• VORLIEGENDER AUSZUG:
Die meisten Frauen tragen ihre blauen Flecken offen, wie einen Reif um den Hals, ein Medaillon, ein Armband um das Handgelenk oder ein Band um die Fesseln. Frauen ohne Blauschmuck gehören nicht zur Frauen- und Leidensgemeinschaft, sie sind Außenseiterinnen im kurdisch-türkischen Dorf. Deshalb möchte das Mädchen Filiz auch eine blaue Frau werden. Sie "hofft auf einen Blauton, hell wie der Winterhimmel". Doch ihre Hoffnung erfüllt sich nicht. Im Gegenteil, sie wird eine ganz besonders dunkelblaue Frau werden. Auch andere Wünsche werden sich nicht erfüllen wie die nach Jeans und Turnschuhen, die ein Leben im Westen verspricht.

Würde trotz Gewalterfahrung?

Sollen wir das titelgebende Wort "Blauschmuck" als Zynismus verstehen oder vielleicht doch eher als poetisches Signal, dass die Frauen trotz der Gewalterfahrung ihre Würde bewahren möchten? Katharina Winkler, die 1979 in Wien geboren wurde und heute in Berlin lebt, überlässt die Interpretation wie vieles in diesem beklemmenden Debütroman, der kommentarlos aus der Ich-Perspektive von Filiz erzählt ist, den Leserinnen und Lesern. Erklärt wird hier nichts, aber eine Sprache gefunden für Unaussprechliches. Gesprochen wird wenig im Buch, dafür viel geschlagen. Einfache und kurze, bisweilen unvollständige Hauptsätze im Präsens zeigen, wer Subjekt und Objekt ist. Religion ist im Roman kein Thema, auch die politische Situation der Kurden in der Türkei wird nur angedeutet.

• BEREITGESTELLTE ZEILEN:
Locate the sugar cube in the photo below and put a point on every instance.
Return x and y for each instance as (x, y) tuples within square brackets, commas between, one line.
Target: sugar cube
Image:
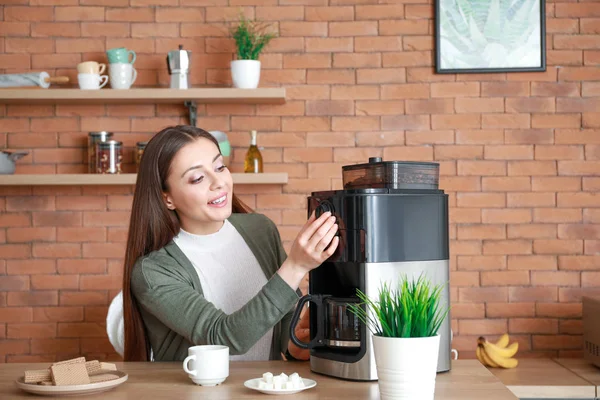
[(284, 377), (268, 377)]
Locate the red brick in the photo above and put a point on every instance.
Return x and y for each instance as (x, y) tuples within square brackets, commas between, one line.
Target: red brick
[(527, 294), (557, 246), (556, 278), (482, 326), (557, 215), (58, 314), (378, 12), (533, 325), (509, 310), (481, 263), (80, 330), (405, 91), (557, 310), (531, 231), (509, 247), (74, 298), (54, 346), (530, 168), (481, 200), (27, 331), (504, 278), (38, 298), (555, 342)]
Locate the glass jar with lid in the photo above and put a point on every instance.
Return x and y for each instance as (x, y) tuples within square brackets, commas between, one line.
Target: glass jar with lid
[(109, 157), (93, 139)]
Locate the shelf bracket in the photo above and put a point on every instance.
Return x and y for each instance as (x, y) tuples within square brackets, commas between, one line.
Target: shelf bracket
[(193, 111)]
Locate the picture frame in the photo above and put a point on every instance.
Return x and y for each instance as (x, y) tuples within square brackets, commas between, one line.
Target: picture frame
[(486, 36)]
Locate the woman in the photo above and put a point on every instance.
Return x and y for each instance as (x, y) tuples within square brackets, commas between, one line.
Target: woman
[(201, 269)]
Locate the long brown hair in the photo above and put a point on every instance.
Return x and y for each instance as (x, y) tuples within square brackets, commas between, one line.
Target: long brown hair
[(152, 225)]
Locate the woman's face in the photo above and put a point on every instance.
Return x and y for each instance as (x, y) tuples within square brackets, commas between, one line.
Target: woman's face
[(200, 188)]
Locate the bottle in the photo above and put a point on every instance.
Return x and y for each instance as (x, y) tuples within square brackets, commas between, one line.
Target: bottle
[(253, 160)]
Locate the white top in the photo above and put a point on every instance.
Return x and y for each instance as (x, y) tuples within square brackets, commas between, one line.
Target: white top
[(230, 276)]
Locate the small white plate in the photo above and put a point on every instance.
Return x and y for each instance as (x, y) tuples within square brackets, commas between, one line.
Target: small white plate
[(253, 384)]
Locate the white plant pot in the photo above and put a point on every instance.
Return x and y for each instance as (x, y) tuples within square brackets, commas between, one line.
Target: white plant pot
[(406, 367), (245, 74)]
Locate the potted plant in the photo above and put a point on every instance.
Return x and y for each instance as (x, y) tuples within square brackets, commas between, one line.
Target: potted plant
[(405, 323), (250, 37)]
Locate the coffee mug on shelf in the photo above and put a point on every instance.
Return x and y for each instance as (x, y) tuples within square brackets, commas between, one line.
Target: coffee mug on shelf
[(91, 67), (120, 55), (122, 75), (209, 364), (91, 81)]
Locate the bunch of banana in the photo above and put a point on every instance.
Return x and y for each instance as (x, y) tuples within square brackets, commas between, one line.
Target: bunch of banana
[(499, 354)]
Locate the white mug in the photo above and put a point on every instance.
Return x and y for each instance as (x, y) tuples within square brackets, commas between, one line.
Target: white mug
[(210, 365), (91, 81), (122, 75)]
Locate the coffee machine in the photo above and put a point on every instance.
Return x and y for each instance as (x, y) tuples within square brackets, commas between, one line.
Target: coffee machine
[(178, 62), (393, 223)]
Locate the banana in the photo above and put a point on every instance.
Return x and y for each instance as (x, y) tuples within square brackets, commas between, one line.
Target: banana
[(504, 352), (487, 359), (498, 355), (503, 341)]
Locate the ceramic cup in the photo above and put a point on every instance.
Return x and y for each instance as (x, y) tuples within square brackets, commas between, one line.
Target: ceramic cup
[(209, 364), (91, 67), (122, 75), (91, 81), (120, 55)]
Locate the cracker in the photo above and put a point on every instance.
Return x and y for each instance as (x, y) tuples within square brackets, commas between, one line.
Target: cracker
[(37, 375), (70, 374), (92, 366), (71, 361), (108, 366), (103, 378)]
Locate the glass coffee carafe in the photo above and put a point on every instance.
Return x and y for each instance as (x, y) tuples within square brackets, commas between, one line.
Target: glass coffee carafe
[(336, 326)]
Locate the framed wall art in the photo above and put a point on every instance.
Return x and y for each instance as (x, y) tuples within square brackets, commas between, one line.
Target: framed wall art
[(475, 36)]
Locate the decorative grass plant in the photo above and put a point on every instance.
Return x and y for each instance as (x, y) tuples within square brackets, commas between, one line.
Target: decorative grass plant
[(411, 310), (251, 37)]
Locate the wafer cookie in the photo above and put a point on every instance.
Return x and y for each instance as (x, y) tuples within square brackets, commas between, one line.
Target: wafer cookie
[(70, 374), (37, 375)]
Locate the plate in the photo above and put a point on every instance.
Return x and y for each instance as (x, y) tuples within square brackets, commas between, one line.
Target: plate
[(71, 390), (253, 384)]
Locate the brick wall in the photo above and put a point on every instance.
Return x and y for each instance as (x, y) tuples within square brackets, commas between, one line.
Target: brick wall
[(519, 154)]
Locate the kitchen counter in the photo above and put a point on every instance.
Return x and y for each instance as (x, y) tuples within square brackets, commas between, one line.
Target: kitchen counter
[(467, 380), (548, 379)]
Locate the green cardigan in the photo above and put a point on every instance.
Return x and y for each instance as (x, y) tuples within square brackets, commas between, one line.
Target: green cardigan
[(177, 316)]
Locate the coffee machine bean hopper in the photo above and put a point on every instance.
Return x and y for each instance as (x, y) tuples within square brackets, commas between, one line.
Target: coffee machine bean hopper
[(393, 223)]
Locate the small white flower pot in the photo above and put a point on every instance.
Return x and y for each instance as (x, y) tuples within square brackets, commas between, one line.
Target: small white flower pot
[(245, 74), (406, 367)]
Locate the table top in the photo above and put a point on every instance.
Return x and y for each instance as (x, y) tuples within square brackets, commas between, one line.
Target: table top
[(545, 379), (467, 380)]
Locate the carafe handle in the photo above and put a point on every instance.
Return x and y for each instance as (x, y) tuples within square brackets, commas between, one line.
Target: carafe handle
[(317, 300)]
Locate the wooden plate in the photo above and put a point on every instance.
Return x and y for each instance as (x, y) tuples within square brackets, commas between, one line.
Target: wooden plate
[(71, 390)]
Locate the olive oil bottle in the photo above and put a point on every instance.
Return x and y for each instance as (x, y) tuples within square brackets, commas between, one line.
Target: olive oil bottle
[(253, 160)]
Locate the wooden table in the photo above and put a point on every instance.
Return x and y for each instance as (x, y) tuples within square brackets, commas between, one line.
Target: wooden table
[(545, 379), (467, 380), (584, 369)]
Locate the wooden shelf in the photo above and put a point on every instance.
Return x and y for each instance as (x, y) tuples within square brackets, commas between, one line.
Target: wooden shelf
[(142, 95), (124, 179)]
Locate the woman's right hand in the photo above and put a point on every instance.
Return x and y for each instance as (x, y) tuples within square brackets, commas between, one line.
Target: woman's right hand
[(315, 243)]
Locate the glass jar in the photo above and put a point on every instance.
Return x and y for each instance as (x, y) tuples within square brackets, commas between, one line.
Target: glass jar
[(109, 157), (93, 139), (139, 151)]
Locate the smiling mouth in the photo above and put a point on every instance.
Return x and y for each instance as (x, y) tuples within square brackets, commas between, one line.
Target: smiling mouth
[(218, 200)]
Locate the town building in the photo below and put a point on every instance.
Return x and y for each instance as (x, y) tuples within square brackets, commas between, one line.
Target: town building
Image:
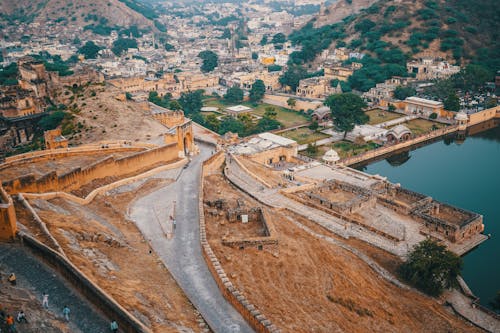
[(429, 68), (423, 107)]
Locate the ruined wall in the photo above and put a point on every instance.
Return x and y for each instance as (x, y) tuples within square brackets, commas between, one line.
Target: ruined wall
[(469, 223), (108, 166), (274, 154), (8, 220), (247, 310), (79, 281)]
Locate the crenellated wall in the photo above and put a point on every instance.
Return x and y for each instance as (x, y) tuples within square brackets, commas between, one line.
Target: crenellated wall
[(106, 167), (8, 221)]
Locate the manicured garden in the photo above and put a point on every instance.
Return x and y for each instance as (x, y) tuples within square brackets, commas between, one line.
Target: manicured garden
[(378, 116), (304, 135)]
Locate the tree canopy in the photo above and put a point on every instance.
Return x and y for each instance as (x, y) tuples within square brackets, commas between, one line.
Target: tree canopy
[(347, 111), (210, 60), (258, 90), (191, 102), (234, 95), (431, 267)]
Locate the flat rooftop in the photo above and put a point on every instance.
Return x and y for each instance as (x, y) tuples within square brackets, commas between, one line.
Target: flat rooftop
[(262, 142)]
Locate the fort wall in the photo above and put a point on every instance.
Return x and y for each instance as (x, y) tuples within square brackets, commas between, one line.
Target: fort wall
[(79, 281), (106, 167), (251, 314), (8, 220)]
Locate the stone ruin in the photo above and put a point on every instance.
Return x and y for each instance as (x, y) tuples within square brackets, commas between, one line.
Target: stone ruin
[(241, 213)]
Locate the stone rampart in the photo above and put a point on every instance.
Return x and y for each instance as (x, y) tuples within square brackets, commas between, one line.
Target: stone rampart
[(8, 221), (44, 155), (251, 314), (384, 150), (106, 167), (267, 242), (98, 297), (232, 157)]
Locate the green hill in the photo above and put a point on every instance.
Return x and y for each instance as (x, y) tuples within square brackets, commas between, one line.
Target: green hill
[(390, 32)]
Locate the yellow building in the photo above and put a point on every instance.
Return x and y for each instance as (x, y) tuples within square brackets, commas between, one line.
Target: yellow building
[(314, 87), (54, 139)]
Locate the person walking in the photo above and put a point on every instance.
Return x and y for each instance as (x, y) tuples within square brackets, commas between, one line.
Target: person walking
[(12, 279), (114, 326), (45, 300), (21, 317), (66, 312), (11, 326)]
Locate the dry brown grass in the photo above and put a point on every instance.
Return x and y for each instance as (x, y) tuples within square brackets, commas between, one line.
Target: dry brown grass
[(315, 286), (112, 252)]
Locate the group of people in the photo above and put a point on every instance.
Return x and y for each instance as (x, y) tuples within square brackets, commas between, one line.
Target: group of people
[(10, 322)]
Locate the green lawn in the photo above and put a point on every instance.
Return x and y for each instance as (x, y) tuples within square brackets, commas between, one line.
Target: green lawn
[(378, 116), (421, 126), (285, 116), (304, 135), (346, 148)]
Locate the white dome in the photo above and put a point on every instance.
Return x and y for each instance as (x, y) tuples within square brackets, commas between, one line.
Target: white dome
[(331, 156)]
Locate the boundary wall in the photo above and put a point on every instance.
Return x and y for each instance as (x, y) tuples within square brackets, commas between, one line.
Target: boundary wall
[(98, 297), (251, 314), (65, 152), (371, 154), (105, 188), (108, 166)]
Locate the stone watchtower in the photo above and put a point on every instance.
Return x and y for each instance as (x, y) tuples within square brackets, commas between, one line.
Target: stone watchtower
[(8, 219)]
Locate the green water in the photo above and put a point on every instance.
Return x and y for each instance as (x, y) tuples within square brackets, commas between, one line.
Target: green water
[(466, 175)]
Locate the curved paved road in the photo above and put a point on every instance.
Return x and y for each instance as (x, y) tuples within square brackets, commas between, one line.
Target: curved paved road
[(182, 253), (39, 278)]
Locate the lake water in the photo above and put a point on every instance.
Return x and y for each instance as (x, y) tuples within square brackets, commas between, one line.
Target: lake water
[(465, 174)]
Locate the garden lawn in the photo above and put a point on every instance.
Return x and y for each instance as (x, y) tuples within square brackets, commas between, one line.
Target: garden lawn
[(304, 135), (378, 116), (286, 117)]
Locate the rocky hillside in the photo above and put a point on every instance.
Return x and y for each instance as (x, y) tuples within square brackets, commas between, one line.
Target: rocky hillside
[(122, 13), (340, 9)]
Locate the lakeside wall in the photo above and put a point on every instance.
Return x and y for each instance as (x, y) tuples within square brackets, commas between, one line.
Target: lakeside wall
[(384, 150), (248, 311), (106, 167)]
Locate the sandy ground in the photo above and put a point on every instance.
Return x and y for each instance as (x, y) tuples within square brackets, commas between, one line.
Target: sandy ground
[(111, 251), (315, 286), (17, 298), (103, 117)]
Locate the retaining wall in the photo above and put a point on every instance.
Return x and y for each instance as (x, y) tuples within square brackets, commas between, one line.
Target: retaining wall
[(106, 167), (78, 280), (248, 311), (371, 154)]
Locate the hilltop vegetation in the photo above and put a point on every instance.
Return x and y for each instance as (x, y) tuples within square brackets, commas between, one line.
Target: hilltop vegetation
[(390, 32), (95, 15)]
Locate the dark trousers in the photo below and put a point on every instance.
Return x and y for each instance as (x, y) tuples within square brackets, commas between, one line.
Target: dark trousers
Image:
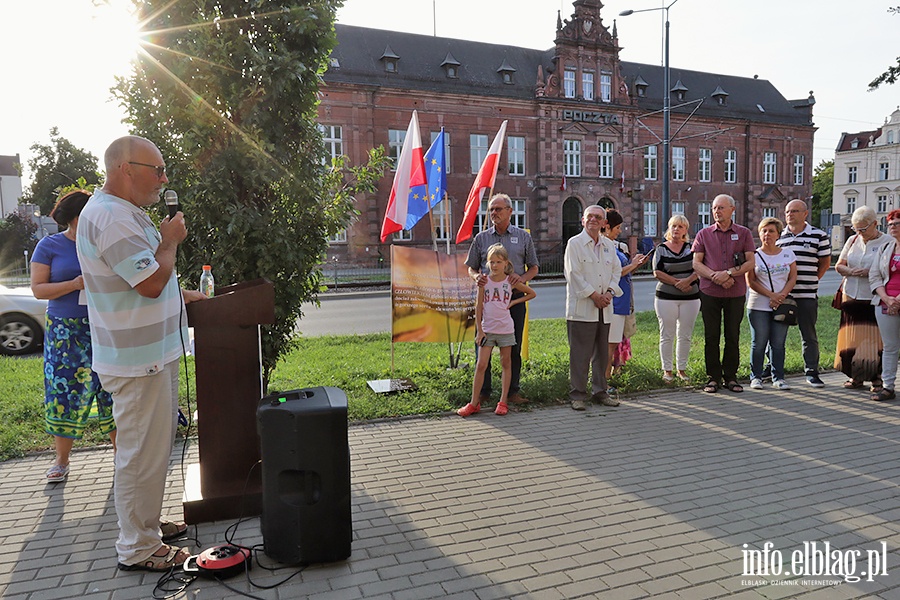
[(517, 312), (714, 311)]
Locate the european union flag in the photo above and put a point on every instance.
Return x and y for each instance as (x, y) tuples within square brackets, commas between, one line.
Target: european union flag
[(422, 197)]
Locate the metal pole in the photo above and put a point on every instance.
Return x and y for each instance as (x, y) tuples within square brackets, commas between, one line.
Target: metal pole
[(667, 108)]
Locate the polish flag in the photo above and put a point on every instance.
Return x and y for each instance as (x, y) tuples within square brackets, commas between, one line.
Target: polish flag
[(487, 174), (410, 173)]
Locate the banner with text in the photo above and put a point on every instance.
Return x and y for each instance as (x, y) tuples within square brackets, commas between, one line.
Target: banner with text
[(432, 296)]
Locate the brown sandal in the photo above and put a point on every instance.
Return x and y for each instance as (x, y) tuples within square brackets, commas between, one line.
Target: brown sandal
[(174, 557)]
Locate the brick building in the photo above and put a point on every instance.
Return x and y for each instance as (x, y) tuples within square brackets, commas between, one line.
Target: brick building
[(584, 128)]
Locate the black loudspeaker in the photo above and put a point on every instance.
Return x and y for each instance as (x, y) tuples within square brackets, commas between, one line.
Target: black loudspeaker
[(305, 475)]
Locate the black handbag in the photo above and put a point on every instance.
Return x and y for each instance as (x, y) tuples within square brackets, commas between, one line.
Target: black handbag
[(787, 311)]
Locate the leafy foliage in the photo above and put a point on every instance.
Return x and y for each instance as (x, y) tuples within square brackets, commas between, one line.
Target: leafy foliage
[(16, 237), (890, 76), (229, 92), (56, 165), (823, 189)]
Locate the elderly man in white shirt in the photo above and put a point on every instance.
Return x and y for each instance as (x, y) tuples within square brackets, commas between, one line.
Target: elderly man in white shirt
[(592, 272)]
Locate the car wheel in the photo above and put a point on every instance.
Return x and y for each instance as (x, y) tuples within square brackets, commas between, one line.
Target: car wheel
[(19, 334)]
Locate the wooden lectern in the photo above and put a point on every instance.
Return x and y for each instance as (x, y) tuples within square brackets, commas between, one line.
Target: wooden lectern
[(229, 386)]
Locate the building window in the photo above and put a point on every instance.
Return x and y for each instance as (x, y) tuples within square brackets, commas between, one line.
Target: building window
[(569, 83), (338, 238), (731, 166), (572, 158), (587, 85), (705, 173), (518, 216), (395, 145), (441, 216), (650, 163), (605, 159), (798, 169), (334, 145), (650, 219), (605, 87), (434, 135), (478, 146), (769, 170), (515, 152), (704, 214), (677, 164)]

• ARBEITSAUFTRAG 1: Geben Sie aus dem Auszug über den Roman „Blauschmuck“ den Abschnitt von „Die meisten Frauen“ bis einschließlich „im Westen verspricht.“ wortgetreu wieder.
• ARBEITSAUFTRAG 2: Aus welcher Erzählperspektive ist der Roman laut dem Auszug über „Blauschmuck“ erzählt?

• SCHRIFTLICHE ANTWORT 1:
Die meisten Frauen tragen ihre blauen Flecken offen, wie einen Reif um den Hals, ein Medaillon, ein Armband um das Handgelenk oder ein Band um die Fesseln. Frauen ohne Blauschmuck gehören nicht zur Frauen- und Leidensgemeinschaft, sie sind Außenseiterinnen im kurdisch-türkischen Dorf. Deshalb möchte das Mädchen Filiz auch eine blaue Frau werden. Sie "hofft auf einen Blauton, hell wie der Winterhimmel". Doch ihre Hoffnung erfüllt sich nicht. Im Gegenteil, sie wird eine ganz besonders dunkelblaue Frau werden. Auch andere Wünsche werden sich nicht erfüllen wie die nach Jeans und Turnschuhen, die ein Leben im Westen verspricht.

• SCHRIFTLICHE ANTWORT 2: Aus der Ich-Perspektive von Filiz.